Information provided →
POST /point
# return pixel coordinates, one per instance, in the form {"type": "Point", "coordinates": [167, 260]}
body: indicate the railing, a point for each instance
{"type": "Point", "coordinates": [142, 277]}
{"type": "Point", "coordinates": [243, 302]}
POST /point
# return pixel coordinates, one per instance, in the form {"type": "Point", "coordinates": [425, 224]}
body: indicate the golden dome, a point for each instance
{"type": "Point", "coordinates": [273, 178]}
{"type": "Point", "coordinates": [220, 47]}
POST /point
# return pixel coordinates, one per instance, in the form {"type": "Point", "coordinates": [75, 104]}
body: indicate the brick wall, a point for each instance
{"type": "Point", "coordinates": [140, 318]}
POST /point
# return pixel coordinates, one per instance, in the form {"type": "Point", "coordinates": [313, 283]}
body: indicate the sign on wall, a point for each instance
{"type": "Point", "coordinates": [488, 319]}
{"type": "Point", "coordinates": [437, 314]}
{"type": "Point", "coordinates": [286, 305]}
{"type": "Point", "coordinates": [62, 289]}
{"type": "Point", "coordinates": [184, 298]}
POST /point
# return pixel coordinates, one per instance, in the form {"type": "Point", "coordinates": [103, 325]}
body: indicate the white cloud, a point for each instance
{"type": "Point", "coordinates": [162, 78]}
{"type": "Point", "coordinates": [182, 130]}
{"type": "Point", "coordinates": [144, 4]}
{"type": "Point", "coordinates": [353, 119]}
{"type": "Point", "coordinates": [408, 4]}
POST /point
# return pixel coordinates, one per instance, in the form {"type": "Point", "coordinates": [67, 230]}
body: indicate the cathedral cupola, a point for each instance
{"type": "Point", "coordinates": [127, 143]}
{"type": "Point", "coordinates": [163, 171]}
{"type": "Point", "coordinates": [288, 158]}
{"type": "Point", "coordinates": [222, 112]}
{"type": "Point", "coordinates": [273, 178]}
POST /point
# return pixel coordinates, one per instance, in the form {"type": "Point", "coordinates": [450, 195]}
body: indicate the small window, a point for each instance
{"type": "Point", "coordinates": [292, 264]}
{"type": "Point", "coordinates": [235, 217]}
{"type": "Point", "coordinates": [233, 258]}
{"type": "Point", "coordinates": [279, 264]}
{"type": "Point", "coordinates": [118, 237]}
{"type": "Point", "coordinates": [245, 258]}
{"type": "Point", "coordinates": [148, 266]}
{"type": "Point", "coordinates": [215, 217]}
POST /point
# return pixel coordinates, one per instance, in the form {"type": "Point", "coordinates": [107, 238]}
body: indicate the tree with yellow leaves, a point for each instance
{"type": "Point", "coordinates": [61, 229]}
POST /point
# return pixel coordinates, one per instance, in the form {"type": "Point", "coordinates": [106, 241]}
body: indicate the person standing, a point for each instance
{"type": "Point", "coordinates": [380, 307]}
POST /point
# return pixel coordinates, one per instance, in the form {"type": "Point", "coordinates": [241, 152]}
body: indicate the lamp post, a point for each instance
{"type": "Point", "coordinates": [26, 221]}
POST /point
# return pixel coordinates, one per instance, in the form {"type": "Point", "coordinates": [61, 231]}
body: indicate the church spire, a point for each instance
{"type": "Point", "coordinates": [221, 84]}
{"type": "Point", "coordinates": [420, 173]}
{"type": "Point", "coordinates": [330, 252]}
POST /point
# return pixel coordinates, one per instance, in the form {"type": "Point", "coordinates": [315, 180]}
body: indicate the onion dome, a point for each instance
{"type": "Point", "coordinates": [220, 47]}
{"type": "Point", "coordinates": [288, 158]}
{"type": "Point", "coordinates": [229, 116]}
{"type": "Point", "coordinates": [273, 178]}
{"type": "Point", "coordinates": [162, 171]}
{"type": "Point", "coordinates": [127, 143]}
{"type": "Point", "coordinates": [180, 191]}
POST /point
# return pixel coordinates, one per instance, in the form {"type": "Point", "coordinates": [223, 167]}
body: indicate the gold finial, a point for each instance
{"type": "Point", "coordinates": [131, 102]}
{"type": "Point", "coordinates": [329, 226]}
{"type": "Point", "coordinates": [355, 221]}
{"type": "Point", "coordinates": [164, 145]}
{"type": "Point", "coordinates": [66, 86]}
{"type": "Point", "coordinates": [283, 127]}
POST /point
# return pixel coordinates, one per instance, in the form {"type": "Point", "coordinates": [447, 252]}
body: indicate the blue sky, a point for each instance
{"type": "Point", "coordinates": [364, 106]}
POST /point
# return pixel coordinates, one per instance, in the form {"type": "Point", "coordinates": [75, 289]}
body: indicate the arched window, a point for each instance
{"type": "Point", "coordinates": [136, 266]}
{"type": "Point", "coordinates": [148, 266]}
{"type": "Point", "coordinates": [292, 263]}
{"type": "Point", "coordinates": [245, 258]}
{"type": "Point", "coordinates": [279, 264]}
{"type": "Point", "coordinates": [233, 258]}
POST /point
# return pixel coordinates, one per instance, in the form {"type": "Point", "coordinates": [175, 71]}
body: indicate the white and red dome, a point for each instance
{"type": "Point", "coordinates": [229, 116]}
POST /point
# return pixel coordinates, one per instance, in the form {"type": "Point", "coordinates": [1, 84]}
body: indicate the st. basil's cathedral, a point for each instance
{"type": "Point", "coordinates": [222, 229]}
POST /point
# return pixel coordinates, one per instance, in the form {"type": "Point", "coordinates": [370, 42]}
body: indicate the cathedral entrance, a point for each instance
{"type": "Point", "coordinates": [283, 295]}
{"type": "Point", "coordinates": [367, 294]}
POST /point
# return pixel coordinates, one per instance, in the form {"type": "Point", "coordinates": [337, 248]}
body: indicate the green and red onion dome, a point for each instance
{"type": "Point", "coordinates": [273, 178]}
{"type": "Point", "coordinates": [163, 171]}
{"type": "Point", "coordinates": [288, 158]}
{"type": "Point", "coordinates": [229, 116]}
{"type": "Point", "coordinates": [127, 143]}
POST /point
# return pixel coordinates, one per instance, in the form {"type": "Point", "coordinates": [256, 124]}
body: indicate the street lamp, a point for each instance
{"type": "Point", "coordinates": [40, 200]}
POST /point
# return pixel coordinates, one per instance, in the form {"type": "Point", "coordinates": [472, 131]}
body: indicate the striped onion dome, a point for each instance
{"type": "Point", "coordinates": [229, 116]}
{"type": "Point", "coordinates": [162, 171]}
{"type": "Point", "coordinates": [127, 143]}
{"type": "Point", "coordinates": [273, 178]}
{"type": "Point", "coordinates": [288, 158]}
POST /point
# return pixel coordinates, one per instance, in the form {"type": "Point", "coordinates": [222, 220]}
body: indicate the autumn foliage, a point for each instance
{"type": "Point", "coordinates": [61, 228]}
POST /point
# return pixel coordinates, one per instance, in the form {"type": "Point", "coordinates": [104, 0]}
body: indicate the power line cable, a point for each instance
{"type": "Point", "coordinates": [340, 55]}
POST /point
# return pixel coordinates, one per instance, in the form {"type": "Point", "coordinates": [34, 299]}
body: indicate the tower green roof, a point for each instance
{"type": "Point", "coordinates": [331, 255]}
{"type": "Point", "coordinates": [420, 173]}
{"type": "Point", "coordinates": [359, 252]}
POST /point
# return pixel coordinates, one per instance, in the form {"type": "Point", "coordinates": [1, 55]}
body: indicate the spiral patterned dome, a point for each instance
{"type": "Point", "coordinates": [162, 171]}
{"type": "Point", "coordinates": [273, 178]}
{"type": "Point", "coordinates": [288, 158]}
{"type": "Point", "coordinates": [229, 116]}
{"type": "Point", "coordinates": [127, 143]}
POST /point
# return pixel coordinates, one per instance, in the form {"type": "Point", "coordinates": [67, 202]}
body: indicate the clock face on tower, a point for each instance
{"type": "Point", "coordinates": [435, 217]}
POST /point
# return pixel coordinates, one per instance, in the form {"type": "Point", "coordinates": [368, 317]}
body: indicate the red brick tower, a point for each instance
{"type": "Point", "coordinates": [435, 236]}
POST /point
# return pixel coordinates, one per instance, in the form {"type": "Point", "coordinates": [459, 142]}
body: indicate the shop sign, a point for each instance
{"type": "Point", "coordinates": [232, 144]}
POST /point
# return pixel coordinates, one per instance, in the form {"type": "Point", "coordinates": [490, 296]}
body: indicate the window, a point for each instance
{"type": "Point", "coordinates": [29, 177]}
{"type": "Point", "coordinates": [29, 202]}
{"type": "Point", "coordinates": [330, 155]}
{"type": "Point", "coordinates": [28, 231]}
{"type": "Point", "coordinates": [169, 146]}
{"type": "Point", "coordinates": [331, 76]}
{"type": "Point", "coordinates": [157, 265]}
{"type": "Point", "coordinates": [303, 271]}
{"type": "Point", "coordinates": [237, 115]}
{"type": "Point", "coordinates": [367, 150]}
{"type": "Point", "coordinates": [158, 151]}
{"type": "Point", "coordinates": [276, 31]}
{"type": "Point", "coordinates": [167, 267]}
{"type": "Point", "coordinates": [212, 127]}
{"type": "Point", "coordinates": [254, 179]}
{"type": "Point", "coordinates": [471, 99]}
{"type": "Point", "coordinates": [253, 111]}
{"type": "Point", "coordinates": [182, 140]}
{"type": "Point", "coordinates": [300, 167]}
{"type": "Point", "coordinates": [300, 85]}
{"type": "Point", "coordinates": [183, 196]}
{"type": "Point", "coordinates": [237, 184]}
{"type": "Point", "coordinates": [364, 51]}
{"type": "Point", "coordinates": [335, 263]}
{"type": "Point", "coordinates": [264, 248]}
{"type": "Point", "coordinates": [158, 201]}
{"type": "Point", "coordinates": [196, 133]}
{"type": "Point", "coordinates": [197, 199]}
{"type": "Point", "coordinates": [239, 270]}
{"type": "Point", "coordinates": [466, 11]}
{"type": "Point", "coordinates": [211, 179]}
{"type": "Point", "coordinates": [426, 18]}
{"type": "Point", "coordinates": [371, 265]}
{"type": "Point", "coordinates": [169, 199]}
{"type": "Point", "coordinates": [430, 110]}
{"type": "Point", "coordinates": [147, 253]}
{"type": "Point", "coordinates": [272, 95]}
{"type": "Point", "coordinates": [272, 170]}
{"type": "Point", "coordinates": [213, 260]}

Short exercise → Extract every line of the entries above that contains the string "lamp", and reproduce each one verbatim in its original order.

Expected answer →
body: indicate the lamp post, a point for each instance
body: indicate the street lamp, a point for each instance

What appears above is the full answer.